Miedo. Creía haberlo olvidado pero permanecía agazapado donde se esconden los temores, cerquita de las fobias. Y para mi sorpresa ha asomado la cabeza al leer la historia de Madrid a través de sus mitos callejeros escrita por Iñaki Domínguez para Melusina Editorial (462 pág.) bajo el título Macarras Interseculares.
Durante años tuve un miedo atroz a atravesar el túnel que conectaba el puente de la M-30 entre la Plaza de Toros de Las Ventas y la calle del pianista Santiago Massarnau. No cruzarlo me suponía dar una vuelta enorme en las frías noches del domingo invernal, y no me garantizaba nada de seguridad en las vacías y escasamente iluminadas callejuelas del barrio de Quintana. En aquellos años cuanto antes te fueses a casa un domingo por la noche más seguro estabas.
Cruzaba el túnel para acompañar a mi primera novia a su casa. Y sí, a mí me daba miedo, que obviamente disimulaba como podía, trate de imaginar el lector el que tenía ella. Más de una noche al regresar a casa lo hice corriendo, mitad para calentarme, mitad para evitar una sirla en la barriga. Tuve suerte. Tuve intentos de atracos varios pero el macarra no se tenía en pie y pude salir por patas. Aquel túnel era una trampa.
En la entrada, a la salida, en el parque en el que desembocaba, en cualquier sitio, en todos los sitios, te esperaba escondido un macarra para atracarte a punta de navaja y vender lo que llevases el domingo siguiente en El Rastro, el plumífero y poco más. Entonces El Rastro no estaba regulado, y los vendedores, peristas amateurs, te intentaban colocar los cassettes, perros recién nacidos escondidos en la chaqueta, condones Prime y qué sé yo… al cruce susurrando el producto y la pasta que pedían.
Yo no tuve nunca un Pedro Gómez, la chaqueta de plumas del pijerío madrileño -ahora relanzada en su revival de marca @pedro_gomez_madrid, ni un Ford Escort, ni un Golf. ¡Qué más podía llevar encima un chaval que aún no había cumplido la mayoría de edad! Cuando reinaba el “pánico”, los días que la heroína, no se sabe porqué pero se puede imaginar, desaparecía de la ciudad, los adictos salían como locos a por lo que fuese. A por quién fuese, siempre muy golosos, con su medio litro de Yoplait en la mano. Ser el yogur favorito de los yonquis es un posicionamiento de marca a evitar.

■ Material aportado ■

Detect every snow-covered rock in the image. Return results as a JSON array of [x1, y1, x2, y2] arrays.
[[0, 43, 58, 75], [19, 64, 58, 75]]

■ Ejercicio breve ■
Indica si cada afirmación concuerda con el texto sobre el túnel de la M-30. Responde sí o no y cita literalmente las palabras del texto que lo deciden: (a) Quien narra nunca sintió miedo al atravesar el túnel. (b) Quien narra cruzaba el túnel para acompañar a su primera novia a su casa. (c) En aquella época El Rastro estaba regulado. El material no hace falta para resolver el ejercicio.

■ Resultado ■
(a) No: «Durante años tuve un miedo atroz a atravesar el túnel».
(b) Sí: «Cruzaba el túnel para acompañar a mi primera novia a su casa».
(c) No: «Entonces El Rastro no estaba regulado».